═════ RECORDED DATA
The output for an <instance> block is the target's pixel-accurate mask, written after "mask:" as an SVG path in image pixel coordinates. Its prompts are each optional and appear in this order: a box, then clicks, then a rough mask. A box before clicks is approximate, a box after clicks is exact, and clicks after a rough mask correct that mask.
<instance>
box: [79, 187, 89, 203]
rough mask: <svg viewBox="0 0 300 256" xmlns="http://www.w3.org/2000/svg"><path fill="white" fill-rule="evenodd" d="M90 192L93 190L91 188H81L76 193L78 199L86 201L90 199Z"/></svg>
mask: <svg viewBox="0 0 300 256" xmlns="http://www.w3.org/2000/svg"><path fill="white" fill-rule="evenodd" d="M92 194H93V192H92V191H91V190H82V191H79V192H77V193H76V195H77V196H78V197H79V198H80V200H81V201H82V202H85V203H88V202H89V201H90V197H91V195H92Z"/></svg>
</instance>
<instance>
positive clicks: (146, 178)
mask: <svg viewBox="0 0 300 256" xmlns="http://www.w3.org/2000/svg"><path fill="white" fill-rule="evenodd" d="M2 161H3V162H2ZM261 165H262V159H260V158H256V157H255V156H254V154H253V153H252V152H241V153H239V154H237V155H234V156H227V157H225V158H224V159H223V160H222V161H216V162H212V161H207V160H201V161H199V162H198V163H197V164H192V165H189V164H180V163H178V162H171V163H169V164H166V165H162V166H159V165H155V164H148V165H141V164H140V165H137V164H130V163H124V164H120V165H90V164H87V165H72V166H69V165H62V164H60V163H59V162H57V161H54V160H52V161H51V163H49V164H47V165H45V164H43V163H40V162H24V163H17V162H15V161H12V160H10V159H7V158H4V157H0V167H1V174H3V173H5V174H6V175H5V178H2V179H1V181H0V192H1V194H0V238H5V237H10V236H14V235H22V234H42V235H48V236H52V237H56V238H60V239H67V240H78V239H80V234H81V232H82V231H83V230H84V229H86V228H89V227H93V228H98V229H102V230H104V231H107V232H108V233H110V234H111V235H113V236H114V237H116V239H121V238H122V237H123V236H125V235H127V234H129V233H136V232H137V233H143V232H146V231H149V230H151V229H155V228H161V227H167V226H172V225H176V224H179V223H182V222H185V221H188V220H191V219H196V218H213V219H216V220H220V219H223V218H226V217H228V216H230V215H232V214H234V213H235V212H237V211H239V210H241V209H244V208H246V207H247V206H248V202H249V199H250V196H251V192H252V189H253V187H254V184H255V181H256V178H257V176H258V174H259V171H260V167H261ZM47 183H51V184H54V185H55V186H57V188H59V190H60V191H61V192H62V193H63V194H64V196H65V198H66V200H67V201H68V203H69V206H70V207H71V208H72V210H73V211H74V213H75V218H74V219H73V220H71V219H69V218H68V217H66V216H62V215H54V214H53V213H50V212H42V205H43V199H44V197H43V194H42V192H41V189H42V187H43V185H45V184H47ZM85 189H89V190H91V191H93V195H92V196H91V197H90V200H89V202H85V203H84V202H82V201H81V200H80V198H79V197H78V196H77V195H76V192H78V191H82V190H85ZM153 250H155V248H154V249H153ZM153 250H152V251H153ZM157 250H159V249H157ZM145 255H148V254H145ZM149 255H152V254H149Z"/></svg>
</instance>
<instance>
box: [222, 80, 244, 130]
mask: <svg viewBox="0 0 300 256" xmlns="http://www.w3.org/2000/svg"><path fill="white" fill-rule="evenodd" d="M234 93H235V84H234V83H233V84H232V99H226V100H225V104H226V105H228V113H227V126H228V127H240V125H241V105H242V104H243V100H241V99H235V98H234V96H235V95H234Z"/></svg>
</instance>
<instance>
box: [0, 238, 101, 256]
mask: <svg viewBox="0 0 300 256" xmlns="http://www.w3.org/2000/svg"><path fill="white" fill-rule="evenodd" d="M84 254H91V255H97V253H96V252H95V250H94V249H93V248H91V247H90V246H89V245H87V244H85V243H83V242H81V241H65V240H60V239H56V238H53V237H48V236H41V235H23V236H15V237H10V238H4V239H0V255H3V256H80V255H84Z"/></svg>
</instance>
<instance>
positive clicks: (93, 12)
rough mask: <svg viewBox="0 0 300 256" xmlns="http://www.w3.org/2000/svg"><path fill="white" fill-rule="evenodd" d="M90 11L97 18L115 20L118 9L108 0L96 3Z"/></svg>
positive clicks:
══════════
EXERCISE -
Pull out each line of the items that contains the word "rough", and copy those lines in the order they appear.

SOLUTION BELOW -
The output for an <instance> block is the target's pixel-accurate mask, written after "mask:" as an SVG path in image pixel coordinates. Its prompts are each optional and appear in this order: a box, then clicks, then a rough mask. A box before clicks is approximate, a box after clicks is exact, and clicks after a rough mask correct that mask.
rough mask: <svg viewBox="0 0 300 256" xmlns="http://www.w3.org/2000/svg"><path fill="white" fill-rule="evenodd" d="M90 192L93 190L91 188H81L76 193L78 199L86 201L90 199Z"/></svg>
rough mask: <svg viewBox="0 0 300 256" xmlns="http://www.w3.org/2000/svg"><path fill="white" fill-rule="evenodd" d="M90 11L97 18L115 20L118 9L108 0L96 3Z"/></svg>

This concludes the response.